• _Job a_
According to the book-coaching page below, what are the two major roadblocks that keep writers from getting their work done?

• _Source_
• • •

Get a Free Week of Jennie Nash’s Book-Coaching Program

Jennie Nash HeadshotOne of our Fall 2014 features is about What Good Editors Do and How to Find One. But before you need an editor, you need to finish (uh . . . or maybe start) that book you’ve been working on or dreaming about.

You’re in luck: Jennie Nash—the features editor for our first four issuesis inviting readers of Compose to try her Author Accelerator book-coaching program for free. Because we’ve worked closely with Jennie for a couple of years now, we are delighted to act as an affiliate.

Keep reading for some insight into what might be preventing you from finishing your book, and for more info on how you can get a free week’s trial of her Author Accelerator program.

A Lesson on Procrastination and Doubt

by Jennie Nash

In my work as a book coach, I’ve found there are two major roadblocks to writers getting their work done. They are both simple to understand—and very hard to overcome:

  • Procrastination
  • Doubt

Let’s talk about procrastination first.

When you have a job, and a family, and a dog, and a life, and when your car needs washing, and your tooth needs filling, and the ants are taking over your kitchen (at least, that’s my house right now), it’s easy to put off writing. It’s easy, in other words, to think of writing as a bonus—something that you only get to do when your work is done and the planets are properly aligned.

• • •

• _Job b_
Find each line in the records below that contains the word "plate" and copy it in full. Case counts.

• • •

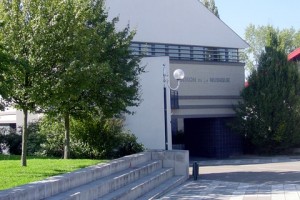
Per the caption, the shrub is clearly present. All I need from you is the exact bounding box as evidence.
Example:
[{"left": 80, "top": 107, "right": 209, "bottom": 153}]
[{"left": 38, "top": 116, "right": 144, "bottom": 158}]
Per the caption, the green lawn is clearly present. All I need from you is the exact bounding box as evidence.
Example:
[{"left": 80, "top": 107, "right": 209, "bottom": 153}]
[{"left": 0, "top": 155, "right": 106, "bottom": 190}]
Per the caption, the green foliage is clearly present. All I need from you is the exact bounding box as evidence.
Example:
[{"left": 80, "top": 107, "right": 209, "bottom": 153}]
[
  {"left": 201, "top": 0, "right": 220, "bottom": 18},
  {"left": 0, "top": 129, "right": 22, "bottom": 155},
  {"left": 0, "top": 155, "right": 106, "bottom": 192},
  {"left": 0, "top": 0, "right": 143, "bottom": 161},
  {"left": 38, "top": 117, "right": 144, "bottom": 158},
  {"left": 243, "top": 24, "right": 300, "bottom": 71},
  {"left": 235, "top": 32, "right": 300, "bottom": 153}
]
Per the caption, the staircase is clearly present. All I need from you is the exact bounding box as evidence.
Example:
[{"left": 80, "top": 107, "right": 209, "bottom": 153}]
[{"left": 0, "top": 150, "right": 189, "bottom": 200}]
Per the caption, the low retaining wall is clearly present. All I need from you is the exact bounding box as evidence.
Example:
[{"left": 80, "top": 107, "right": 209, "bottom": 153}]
[{"left": 0, "top": 150, "right": 189, "bottom": 200}]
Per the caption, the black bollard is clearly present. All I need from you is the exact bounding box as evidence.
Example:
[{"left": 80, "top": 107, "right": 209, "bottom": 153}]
[{"left": 193, "top": 162, "right": 199, "bottom": 180}]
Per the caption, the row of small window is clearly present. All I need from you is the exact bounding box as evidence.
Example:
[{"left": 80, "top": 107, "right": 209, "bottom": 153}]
[{"left": 130, "top": 42, "right": 239, "bottom": 62}]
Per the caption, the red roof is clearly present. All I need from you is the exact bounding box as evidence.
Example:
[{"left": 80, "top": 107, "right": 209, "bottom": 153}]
[{"left": 288, "top": 48, "right": 300, "bottom": 61}]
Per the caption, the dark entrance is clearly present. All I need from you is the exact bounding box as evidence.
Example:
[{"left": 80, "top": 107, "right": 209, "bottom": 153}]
[{"left": 184, "top": 118, "right": 242, "bottom": 158}]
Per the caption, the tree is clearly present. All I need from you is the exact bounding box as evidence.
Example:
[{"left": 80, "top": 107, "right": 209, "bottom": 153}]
[
  {"left": 0, "top": 0, "right": 45, "bottom": 166},
  {"left": 244, "top": 24, "right": 300, "bottom": 71},
  {"left": 234, "top": 32, "right": 300, "bottom": 153},
  {"left": 0, "top": 44, "right": 12, "bottom": 110},
  {"left": 201, "top": 0, "right": 220, "bottom": 18},
  {"left": 0, "top": 0, "right": 142, "bottom": 166},
  {"left": 28, "top": 0, "right": 142, "bottom": 158}
]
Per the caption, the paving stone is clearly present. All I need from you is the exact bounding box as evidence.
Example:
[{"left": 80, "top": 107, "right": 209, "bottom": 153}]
[{"left": 162, "top": 156, "right": 300, "bottom": 200}]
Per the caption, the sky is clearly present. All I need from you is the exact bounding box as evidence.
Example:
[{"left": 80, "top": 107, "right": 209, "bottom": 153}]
[{"left": 215, "top": 0, "right": 300, "bottom": 39}]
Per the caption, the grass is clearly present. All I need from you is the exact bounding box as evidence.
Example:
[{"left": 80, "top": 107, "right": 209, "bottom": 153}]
[{"left": 0, "top": 155, "right": 106, "bottom": 190}]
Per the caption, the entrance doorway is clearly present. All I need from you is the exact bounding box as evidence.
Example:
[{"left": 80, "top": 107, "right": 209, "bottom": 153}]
[{"left": 184, "top": 118, "right": 242, "bottom": 158}]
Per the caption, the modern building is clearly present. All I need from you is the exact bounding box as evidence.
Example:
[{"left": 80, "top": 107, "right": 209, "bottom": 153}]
[
  {"left": 0, "top": 0, "right": 248, "bottom": 157},
  {"left": 106, "top": 0, "right": 248, "bottom": 157}
]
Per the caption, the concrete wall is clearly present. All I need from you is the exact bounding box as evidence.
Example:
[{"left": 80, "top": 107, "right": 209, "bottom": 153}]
[{"left": 125, "top": 57, "right": 172, "bottom": 149}]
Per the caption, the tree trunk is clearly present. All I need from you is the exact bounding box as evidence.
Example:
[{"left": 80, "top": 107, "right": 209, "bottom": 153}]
[
  {"left": 21, "top": 109, "right": 28, "bottom": 167},
  {"left": 64, "top": 113, "right": 70, "bottom": 159}
]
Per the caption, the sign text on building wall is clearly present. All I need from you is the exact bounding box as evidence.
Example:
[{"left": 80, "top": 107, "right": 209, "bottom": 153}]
[{"left": 182, "top": 76, "right": 230, "bottom": 83}]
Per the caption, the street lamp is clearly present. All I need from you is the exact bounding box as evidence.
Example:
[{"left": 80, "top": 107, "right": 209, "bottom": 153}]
[{"left": 163, "top": 65, "right": 184, "bottom": 150}]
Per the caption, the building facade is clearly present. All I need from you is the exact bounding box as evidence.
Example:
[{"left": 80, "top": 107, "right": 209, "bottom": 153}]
[
  {"left": 0, "top": 0, "right": 248, "bottom": 157},
  {"left": 106, "top": 0, "right": 248, "bottom": 157}
]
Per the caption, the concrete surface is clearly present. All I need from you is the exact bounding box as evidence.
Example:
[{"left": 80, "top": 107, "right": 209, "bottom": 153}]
[{"left": 161, "top": 156, "right": 300, "bottom": 200}]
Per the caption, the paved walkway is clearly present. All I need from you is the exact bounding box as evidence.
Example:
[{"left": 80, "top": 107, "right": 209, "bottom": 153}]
[{"left": 161, "top": 156, "right": 300, "bottom": 200}]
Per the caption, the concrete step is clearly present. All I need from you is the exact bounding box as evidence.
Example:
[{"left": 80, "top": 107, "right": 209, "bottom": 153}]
[
  {"left": 46, "top": 160, "right": 162, "bottom": 200},
  {"left": 136, "top": 176, "right": 186, "bottom": 200},
  {"left": 98, "top": 168, "right": 174, "bottom": 200}
]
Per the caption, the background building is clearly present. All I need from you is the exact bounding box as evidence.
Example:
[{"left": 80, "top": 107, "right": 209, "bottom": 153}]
[{"left": 106, "top": 0, "right": 248, "bottom": 157}]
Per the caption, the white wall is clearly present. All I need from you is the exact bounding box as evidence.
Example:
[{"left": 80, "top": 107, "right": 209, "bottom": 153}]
[
  {"left": 125, "top": 57, "right": 172, "bottom": 149},
  {"left": 106, "top": 0, "right": 248, "bottom": 48},
  {"left": 170, "top": 61, "right": 245, "bottom": 118}
]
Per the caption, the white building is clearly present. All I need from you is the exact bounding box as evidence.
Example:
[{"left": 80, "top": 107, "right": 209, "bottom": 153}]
[
  {"left": 106, "top": 0, "right": 248, "bottom": 157},
  {"left": 0, "top": 0, "right": 248, "bottom": 157}
]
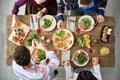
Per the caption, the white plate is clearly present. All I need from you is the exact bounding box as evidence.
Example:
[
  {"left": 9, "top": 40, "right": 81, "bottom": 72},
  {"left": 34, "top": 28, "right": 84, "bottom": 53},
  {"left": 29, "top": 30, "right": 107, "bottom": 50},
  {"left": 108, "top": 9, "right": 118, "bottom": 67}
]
[
  {"left": 78, "top": 15, "right": 95, "bottom": 32},
  {"left": 72, "top": 50, "right": 89, "bottom": 66},
  {"left": 52, "top": 29, "right": 74, "bottom": 51},
  {"left": 40, "top": 15, "right": 56, "bottom": 31}
]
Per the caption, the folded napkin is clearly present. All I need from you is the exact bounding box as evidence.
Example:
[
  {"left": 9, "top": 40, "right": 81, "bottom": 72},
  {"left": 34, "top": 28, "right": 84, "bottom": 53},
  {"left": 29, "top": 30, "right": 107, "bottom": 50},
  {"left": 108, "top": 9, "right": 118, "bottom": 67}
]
[
  {"left": 30, "top": 14, "right": 39, "bottom": 30},
  {"left": 66, "top": 16, "right": 76, "bottom": 32},
  {"left": 61, "top": 50, "right": 70, "bottom": 63}
]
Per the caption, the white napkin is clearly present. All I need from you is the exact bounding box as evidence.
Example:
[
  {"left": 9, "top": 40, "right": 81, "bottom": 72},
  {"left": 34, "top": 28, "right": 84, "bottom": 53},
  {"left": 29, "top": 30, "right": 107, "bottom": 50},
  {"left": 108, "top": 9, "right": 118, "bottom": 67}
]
[
  {"left": 61, "top": 50, "right": 70, "bottom": 63},
  {"left": 66, "top": 16, "right": 76, "bottom": 32},
  {"left": 30, "top": 14, "right": 39, "bottom": 30}
]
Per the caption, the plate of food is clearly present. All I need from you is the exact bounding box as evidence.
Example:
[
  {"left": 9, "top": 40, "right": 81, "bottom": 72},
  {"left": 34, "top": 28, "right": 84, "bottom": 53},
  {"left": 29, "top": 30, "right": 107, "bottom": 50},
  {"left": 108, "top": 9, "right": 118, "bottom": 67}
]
[
  {"left": 52, "top": 29, "right": 74, "bottom": 50},
  {"left": 26, "top": 33, "right": 41, "bottom": 46},
  {"left": 72, "top": 50, "right": 89, "bottom": 66},
  {"left": 8, "top": 21, "right": 30, "bottom": 45},
  {"left": 100, "top": 46, "right": 110, "bottom": 56},
  {"left": 77, "top": 34, "right": 91, "bottom": 48},
  {"left": 32, "top": 49, "right": 46, "bottom": 63},
  {"left": 40, "top": 15, "right": 56, "bottom": 31},
  {"left": 100, "top": 25, "right": 112, "bottom": 43},
  {"left": 78, "top": 15, "right": 95, "bottom": 32}
]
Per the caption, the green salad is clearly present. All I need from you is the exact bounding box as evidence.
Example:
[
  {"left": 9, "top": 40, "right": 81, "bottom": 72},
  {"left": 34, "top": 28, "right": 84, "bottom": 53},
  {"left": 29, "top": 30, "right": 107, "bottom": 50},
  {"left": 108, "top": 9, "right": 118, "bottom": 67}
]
[
  {"left": 38, "top": 49, "right": 46, "bottom": 60},
  {"left": 42, "top": 19, "right": 52, "bottom": 28},
  {"left": 55, "top": 30, "right": 65, "bottom": 40},
  {"left": 78, "top": 54, "right": 87, "bottom": 64},
  {"left": 81, "top": 18, "right": 91, "bottom": 27},
  {"left": 27, "top": 34, "right": 40, "bottom": 46},
  {"left": 77, "top": 36, "right": 85, "bottom": 47}
]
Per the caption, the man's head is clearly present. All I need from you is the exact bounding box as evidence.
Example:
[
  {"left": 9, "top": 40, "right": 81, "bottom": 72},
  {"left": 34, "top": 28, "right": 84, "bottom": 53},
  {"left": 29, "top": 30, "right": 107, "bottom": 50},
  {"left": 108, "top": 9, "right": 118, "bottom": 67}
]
[
  {"left": 13, "top": 46, "right": 31, "bottom": 66},
  {"left": 78, "top": 0, "right": 92, "bottom": 7},
  {"left": 77, "top": 70, "right": 97, "bottom": 80}
]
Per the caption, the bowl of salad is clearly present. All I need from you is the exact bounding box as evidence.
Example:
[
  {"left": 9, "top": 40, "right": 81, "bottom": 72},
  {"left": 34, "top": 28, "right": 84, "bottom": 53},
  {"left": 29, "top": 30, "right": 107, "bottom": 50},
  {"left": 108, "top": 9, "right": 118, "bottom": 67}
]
[
  {"left": 32, "top": 49, "right": 46, "bottom": 63},
  {"left": 72, "top": 50, "right": 89, "bottom": 66},
  {"left": 40, "top": 15, "right": 56, "bottom": 31},
  {"left": 78, "top": 15, "right": 95, "bottom": 32}
]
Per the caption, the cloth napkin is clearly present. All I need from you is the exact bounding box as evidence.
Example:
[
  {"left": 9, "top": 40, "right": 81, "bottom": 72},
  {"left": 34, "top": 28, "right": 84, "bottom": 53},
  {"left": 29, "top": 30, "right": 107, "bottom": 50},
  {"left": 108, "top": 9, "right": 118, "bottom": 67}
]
[{"left": 66, "top": 16, "right": 76, "bottom": 32}]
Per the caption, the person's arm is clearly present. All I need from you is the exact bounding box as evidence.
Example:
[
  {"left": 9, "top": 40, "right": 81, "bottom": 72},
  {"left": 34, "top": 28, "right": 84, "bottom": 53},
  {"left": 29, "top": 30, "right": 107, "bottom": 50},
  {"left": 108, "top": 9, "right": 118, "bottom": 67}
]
[
  {"left": 65, "top": 66, "right": 74, "bottom": 80},
  {"left": 64, "top": 61, "right": 75, "bottom": 80},
  {"left": 93, "top": 64, "right": 102, "bottom": 80},
  {"left": 57, "top": 0, "right": 65, "bottom": 21},
  {"left": 46, "top": 51, "right": 60, "bottom": 74},
  {"left": 92, "top": 57, "right": 102, "bottom": 80}
]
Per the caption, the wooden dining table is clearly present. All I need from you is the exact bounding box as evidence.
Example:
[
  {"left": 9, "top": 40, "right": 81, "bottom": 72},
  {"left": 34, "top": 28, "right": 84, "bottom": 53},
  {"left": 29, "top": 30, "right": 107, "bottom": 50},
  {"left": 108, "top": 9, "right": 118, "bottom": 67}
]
[{"left": 6, "top": 15, "right": 115, "bottom": 67}]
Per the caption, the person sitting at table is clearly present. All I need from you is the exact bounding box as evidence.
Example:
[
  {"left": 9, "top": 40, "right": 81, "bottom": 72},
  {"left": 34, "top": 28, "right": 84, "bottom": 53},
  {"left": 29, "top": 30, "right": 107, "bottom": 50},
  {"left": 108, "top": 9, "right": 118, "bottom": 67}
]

• • •

• _Answer a_
Procrastination and doubt.

• _Answer b_
Per the caption, the white plate is clearly present. All I need from you is the exact bounding box as evidence.
Per the caption, the plate of food is clearly present. All I need from you is the exact bounding box as evidence.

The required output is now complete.